EXERCISE TEXT
Every company comes into a situation where growth rates slow down. This often comes as a shock when new markets mature and new products do not deliver the expected results. One solution to this kind of challenge is to take a deeper look into the growth opportunities services can offer.

Using services to return to profitable topline growth is often a challenge for companies that are used to develop and sell physical products. The corporate DNA is much connected to product features and technology. Therefore creating and selling compelling services is often a giant strategic leap for management and staff.

Companies that successfully walked that path often took the following route:

  1. Stop giving services for free or as a rebate to physical products:
    Giving services for free reduces their value significantly.
  2. Implement service product management to develop, test and offer a compelling service portfolio:
    • B2C: focus on emotional and rational benefits. One example is Weber, one of the leading manufacturers of premium grills that runs a “Grill Academy” in Germany offering a comprehensive program of courses for customers.

THE DATA
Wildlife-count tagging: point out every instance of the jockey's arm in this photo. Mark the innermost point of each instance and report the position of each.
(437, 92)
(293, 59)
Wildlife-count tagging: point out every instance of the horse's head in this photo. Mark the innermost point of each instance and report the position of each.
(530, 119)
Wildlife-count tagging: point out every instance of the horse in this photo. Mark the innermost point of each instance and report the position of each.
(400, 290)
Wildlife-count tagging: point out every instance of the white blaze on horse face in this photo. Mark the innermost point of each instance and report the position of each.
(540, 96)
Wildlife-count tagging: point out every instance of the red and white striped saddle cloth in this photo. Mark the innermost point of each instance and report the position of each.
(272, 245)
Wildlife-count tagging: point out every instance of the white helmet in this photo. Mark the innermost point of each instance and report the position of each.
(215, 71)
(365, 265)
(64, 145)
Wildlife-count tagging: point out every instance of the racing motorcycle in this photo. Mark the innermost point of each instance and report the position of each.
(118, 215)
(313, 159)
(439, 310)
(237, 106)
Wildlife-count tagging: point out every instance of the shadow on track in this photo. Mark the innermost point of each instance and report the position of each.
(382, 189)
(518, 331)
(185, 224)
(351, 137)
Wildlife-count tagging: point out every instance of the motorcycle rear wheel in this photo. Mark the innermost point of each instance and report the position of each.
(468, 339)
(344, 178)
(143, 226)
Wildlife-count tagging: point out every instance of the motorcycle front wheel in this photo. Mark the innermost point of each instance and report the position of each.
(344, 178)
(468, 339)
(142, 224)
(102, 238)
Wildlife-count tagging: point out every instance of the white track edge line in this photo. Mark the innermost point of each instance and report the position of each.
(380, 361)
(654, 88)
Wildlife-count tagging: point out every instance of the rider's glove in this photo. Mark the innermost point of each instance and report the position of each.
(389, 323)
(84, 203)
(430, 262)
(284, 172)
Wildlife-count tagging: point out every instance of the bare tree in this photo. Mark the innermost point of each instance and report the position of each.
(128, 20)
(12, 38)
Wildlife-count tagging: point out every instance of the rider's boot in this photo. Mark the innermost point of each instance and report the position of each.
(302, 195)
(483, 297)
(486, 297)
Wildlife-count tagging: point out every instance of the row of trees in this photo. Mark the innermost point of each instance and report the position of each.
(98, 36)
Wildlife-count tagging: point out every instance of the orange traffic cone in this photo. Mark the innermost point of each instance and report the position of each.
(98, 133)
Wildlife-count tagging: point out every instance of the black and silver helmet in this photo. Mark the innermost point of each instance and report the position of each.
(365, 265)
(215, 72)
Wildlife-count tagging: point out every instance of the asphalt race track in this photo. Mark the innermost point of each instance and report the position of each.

USING THE INFORMATION
**A)** List every proper name in the text on growing through services. Leave out abbreviations.
**B)** Pick up the text on growing through services after its last sentence and continue it.

RESULTS IN ORDER
**A)**
Weber
Grill Academy
Germany

**B)**
    • B2B: focus on your customers business processes and the role your products play. Seek to create added value. An excellent example of this is “Hilti Fleet Management“. Hilti as one of the leading manufacturers of professional power tools offers ” […] a fixed monthly charge covers all tool, service and repair costs. That greatly simplifies tailor-made financial planning and takes a load of administrative work off your shoulders.” This not only supports Hilti’s customers but also reduces price transparency for the physical product and thus helps keeping prices up.
  3. Manage service quality as strict as your product quality:
    High valued (and priced) services need a consistent quality – all the time and everywhere. Car manufacturers for example spend huge amounts of money to measure not only customer satisfaction with service but also regularly audit their service partners in order to make sure that all the drivers for service quality are in place and well managed.
  4. Further develop sales from a feature based “box shifting” strategy to solution selling:
    In order to really exploit the revenue potential of service, sales needs to change argumentation and focus even more on addressing their customers needs.
  5. Use service as a lead generator for sales:
    This sounds simple but not many companies master this art. Very often, cultural gaps between service and sales teams prevent an effective cooperation to not only satisfy customers but also use opportunities for up- and cross selling. Therefore processes, tools, management rules and trust have to be developed to tap into that huge potential for growth.

For all these companies that path was not easy and sometimes stony. Nevertheless: successfully defending market leadership and opening up new growth potentials are worth it.